Direction 1:
In the forum thread about the Nissan Spec V below, why does myoung say they would buy a Spec V over the Mustang? Answer in one to three sentences.
Direction 2:
In the forum thread about the Nissan Spec V below, what car does BIGBULS offer to take someone for a ride in?
Direction 3:
Write the next part of the forum thread about the Nissan Spec V below, picking up after its final post.

Since you admit you have nothing to add to the edcuated conversations of this forum.... BYE....banned


----------



## mycarisaser (May 17, 2003)

dwill9578 said:


> BigBuls talking about "common sense" since when did knowing how a car magazine tests there cars become common sense? I wonder if I had any common sense buying a Spec V, the car sucked! poor interior qualitly even compared to cars cheaper than it, transmission a total joke even with MT-90 brutal handling at the limit and it does no matter about the price it should contain more performance for the buck even for under 15g's.(final price)Although I enjoy to check back in once in awhile and see how the tards(BigBuls-Chimike) on this site bash eachother over the smallest discrepancy in completly useless information about a car the blows in the first place.Aren't forums designed to be helpful for owners?Everytime I have visited this site it's people bickering, a complete joke although great for a good laugh and thats it----keep up the good work ladies.


I agree the car is a peice of crap but its my peice of crap 
I still have to pay for it so I guess ill make the best out of it well until I trade it in and it wont be for another nissan

sorry I and just spouting off


----------



## myoung (Apr 15, 2002)

mycarisaser said:


> I agree the car is a peice of crap but its my peice of crap
> I still have to pay for it so I guess ill make the best out of it well until I trade it in and it wont be for another nissan
> 
> sorry I and just spouting off


I don't own one, but the ones I've driven weren't pieces of crap, wanna drive a POS... I recently had a Mustang rental... that was a POS... everything in it was put together so cheaply.. I was shocked to tell you the truth that so many people rave about Mustangs... I would buy a Spec V over the Mustang anyday.


----------



## BIGBULS (Sep 24, 2002)

You want cheap, I'll take you for a ride in my friend's 1996 Chevy Beretta.

The interior is hoorrible, and he has the "GOOD" interior (91+).

Provided data:
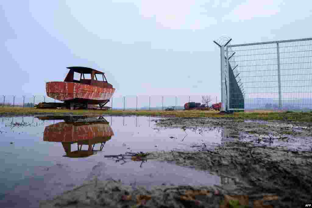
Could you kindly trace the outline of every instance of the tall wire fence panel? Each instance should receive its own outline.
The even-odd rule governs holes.
[[[229,45],[225,56],[228,110],[312,109],[312,38]]]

Written response 1:
myoung recently had a Mustang rental and found it a POS, with everything in it put together very cheaply. By contrast, the Spec Vs myoung had driven were not pieces of crap.

Written response 2:
A friend's 1996 Chevy Beretta.

Written response 3:
The damn car is pretty fast though.........he just swapped in a 3400 V6 (with ~230lb/ft of torque with his mods)...........I could only wish about putting a torquey V6 in a Sentra (guess I'll have to settle for a turbo ).


----------



## mycarisaser (May 17, 2003)

myoung said:


> I don't own one, but the ones I've driven weren't pieces of crap, wanna drive a POS... I recently had a Mustang rental... that was a POS... everything in it was put together so cheaply.. I was shocked to tell you the truth that so many people rave about Mustangs... I would buy a Spec V over the Mustang anyday.


Ive had my car just under a year I have had nothing but problems with it. It spend more time in the shop than in my driveway. I guess im disapointed with it b/c all my other nissans were great cars and the owner of nissan is telling everyone that they are going to try to save money and increase sales by stopping overquallity. What kind of crap is that. That plan almost put GM under a few year back. So what the hell


----------



## simeronbugh (Aug 22, 2003)

BIGBULS said:


> Well, if he would have used that mushy thing between his ears he might not have spouted off anything that stupid.


Ha ha. Classic.


----------



## myoung (Apr 15, 2002)

mycarisaser said:


> and the owner of nissan is telling everyone that they are going to try to save money and increase sales by stopping overquallity. What kind of crap is that. That plan almost put GM under a few year back. So what the hell


Where is that from?

If your car was in the shop more than 3 or 4 times in the first year doesn't the lemon law come into effect?.. not really up on it, never had to be.

I still love my 98 200SX... I think it was built strong, interior beats all cars I've seen in the price range by far... and extremly happy with my 03 Altima..


----------



## Misanthrope1144 (Jan 6, 2004)

man , whats the avg price on a 98 200sx?


----------



## myoung (Apr 15, 2002)

Misanthrope1144 said:


> man , whats the avg price on a 98 200sx?


When it was new? or now? pretty easy to look up..


----------



## simeronbugh (Aug 22, 2003)

Check out www.kbb.com for average prices on any car.


----------



## FletchSpecV (Nov 26, 2002)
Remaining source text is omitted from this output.